TO BE DONE ▸ Exactly reproduce the lines from the one holding "Where can the white label" through the final line of the listing below, with both ends included and nothing else.
────────
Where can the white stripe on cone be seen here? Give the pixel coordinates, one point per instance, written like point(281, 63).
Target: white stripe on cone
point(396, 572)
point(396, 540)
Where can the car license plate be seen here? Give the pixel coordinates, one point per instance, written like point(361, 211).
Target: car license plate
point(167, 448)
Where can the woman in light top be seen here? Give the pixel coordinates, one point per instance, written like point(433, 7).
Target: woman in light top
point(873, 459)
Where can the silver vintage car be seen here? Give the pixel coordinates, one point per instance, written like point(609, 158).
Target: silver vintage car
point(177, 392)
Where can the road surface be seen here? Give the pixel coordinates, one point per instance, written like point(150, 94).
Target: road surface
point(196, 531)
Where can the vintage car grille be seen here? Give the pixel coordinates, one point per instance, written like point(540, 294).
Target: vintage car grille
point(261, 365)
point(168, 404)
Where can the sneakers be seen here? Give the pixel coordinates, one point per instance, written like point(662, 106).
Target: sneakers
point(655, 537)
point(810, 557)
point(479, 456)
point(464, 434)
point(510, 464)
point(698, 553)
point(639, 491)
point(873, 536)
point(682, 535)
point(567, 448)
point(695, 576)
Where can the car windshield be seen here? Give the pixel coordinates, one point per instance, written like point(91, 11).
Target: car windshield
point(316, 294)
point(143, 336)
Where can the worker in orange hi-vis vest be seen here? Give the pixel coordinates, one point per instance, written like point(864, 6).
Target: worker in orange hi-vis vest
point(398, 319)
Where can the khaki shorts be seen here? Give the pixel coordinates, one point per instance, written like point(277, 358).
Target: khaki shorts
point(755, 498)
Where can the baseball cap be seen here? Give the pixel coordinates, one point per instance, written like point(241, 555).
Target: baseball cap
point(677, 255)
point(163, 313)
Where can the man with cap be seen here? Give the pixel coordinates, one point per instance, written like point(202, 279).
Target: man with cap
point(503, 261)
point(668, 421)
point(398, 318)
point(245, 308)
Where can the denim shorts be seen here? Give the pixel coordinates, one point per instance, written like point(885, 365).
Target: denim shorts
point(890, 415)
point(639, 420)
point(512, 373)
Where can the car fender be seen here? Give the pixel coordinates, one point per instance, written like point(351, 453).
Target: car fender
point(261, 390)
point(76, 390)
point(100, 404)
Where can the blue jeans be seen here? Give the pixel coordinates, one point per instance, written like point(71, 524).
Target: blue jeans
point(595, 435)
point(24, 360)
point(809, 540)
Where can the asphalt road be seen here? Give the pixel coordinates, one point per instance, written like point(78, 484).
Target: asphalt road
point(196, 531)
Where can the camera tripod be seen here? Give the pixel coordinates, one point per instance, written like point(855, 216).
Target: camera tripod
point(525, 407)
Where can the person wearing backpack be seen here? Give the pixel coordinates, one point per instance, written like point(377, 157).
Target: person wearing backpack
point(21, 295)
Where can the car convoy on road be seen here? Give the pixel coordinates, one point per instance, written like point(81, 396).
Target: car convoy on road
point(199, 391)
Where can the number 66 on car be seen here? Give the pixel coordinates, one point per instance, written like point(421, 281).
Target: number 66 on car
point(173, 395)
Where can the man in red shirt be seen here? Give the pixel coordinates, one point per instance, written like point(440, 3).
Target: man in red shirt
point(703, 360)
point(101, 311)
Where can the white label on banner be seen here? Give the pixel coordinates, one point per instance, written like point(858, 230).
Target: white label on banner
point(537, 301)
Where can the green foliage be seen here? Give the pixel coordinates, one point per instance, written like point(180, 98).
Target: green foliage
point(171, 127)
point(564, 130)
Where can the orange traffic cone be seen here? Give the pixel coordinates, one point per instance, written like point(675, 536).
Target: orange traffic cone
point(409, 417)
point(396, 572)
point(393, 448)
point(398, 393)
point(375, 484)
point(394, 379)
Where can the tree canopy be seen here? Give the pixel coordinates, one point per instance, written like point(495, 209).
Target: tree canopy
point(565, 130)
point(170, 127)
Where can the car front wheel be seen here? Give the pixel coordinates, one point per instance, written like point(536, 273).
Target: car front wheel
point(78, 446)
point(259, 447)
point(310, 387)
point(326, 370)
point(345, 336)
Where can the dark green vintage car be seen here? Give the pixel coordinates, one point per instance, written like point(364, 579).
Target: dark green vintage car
────────
TASK RESPONSE ▸
Where can the white label on banner be seen here? Give the pixel coordinates, one point per instance, written like point(858, 230).
Target: white label on banner
point(537, 301)
Where can the green foliage be seen here? Give the pixel coordinates, one point per instance, written like point(180, 98).
Target: green foliage
point(171, 127)
point(564, 130)
Where can the orange traffic cone be seen here? Give the pixel coordinates, one point per instance, written like point(675, 536).
Target: orange traffic cone
point(409, 417)
point(396, 572)
point(393, 448)
point(398, 393)
point(375, 484)
point(394, 379)
Where can the tree canopy be seen here? Give the pixel coordinates, one point per instance, written like point(495, 209).
Target: tree canopy
point(565, 130)
point(170, 127)
Where can the car front wheel be seen here? Give the pixel coordinates, one point per instance, written like point(536, 273).
Target: car front wheel
point(78, 446)
point(259, 447)
point(310, 387)
point(326, 370)
point(345, 336)
Where can the dark green vintage car be seen here? Give the pixel coordinates, one point per instance, written like point(364, 579).
Target: dark green vintage car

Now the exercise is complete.